• _PROBLEM STATEMENT_: The data must be written out once more, precisely as given.
#### DATASET EXTRACT ####
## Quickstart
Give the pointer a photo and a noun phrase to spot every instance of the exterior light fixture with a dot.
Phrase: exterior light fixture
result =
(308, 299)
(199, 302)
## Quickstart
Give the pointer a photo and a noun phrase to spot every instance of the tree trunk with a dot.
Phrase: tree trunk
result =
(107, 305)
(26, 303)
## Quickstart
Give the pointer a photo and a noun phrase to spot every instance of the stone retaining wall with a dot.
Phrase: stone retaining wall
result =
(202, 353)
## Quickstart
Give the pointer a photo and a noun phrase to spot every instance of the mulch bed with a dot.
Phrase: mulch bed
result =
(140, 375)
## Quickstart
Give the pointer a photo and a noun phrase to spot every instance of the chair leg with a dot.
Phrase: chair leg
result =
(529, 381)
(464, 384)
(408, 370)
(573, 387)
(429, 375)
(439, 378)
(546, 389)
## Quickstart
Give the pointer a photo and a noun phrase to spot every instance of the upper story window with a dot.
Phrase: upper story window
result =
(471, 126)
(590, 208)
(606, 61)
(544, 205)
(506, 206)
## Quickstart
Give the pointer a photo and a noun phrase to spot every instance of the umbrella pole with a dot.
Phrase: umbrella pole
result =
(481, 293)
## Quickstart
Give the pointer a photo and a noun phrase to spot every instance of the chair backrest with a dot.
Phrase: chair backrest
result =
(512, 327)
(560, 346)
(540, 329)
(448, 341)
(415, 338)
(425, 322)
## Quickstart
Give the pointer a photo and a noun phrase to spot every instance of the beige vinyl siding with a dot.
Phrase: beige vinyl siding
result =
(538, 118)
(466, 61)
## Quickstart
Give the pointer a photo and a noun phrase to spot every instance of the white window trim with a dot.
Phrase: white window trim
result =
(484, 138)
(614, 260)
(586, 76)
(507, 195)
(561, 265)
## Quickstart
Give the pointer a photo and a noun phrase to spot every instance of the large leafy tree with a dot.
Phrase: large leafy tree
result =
####
• _ANSWER TO THE PROBLEM_:
## Quickstart
Give the pointer a photo and a noun phrase to spot every instance of the exterior light fixture with a dot.
Phrase: exterior light fixture
result =
(308, 299)
(199, 302)
## Quickstart
Give the pointer a photo and a noun phrase to spot every instance of the tree trunk with a dot.
Phrase: tree trunk
result =
(107, 305)
(26, 303)
## Quickstart
Give the pointer a photo and a noun phrase to spot every instance of the stone retaining wall with a dot.
Phrase: stone retaining wall
result =
(202, 353)
## Quickstart
Give the pointer a photo and a noun phrase to spot every instance of the mulch bed with a dot.
Phrase: mulch bed
result =
(140, 375)
## Quickstart
Give the pointer a photo and a noun phrase to spot every instance of the chair leg with a dot.
Phrase: chair leg
result =
(529, 381)
(464, 384)
(408, 370)
(573, 387)
(429, 375)
(439, 378)
(546, 389)
## Quickstart
Give the pointer a photo and a noun phrase to spot every instance of the upper story window with a dot.
Phrase: upper story window
result =
(471, 126)
(590, 208)
(606, 61)
(544, 205)
(506, 206)
## Quickstart
Give the pointer a photo and a noun phrase to spot every instance of the umbrella pole with a dot.
Phrase: umbrella pole
result =
(481, 293)
## Quickstart
Give the pointer a photo and a noun phrase to spot every instance of the chair backrest with a dot.
Phrase: chair backrest
result =
(512, 327)
(560, 346)
(540, 329)
(448, 341)
(415, 338)
(425, 322)
## Quickstart
Give the pointer a photo and a noun phrase to spot every instance of the beige vinyl siding with a dot.
Phrase: beige vinyl siding
result =
(538, 118)
(466, 61)
## Quickstart
Give the pointer a photo and a noun phrase to spot every instance of the white window trim with a dot.
Phrase: white window trim
result =
(484, 138)
(614, 260)
(586, 76)
(507, 195)
(561, 265)
## Quickstart
Give the pointer a photo and a noun phrase to spot every instance of the large leafy tree with a dot.
Phrase: large leafy tree
result =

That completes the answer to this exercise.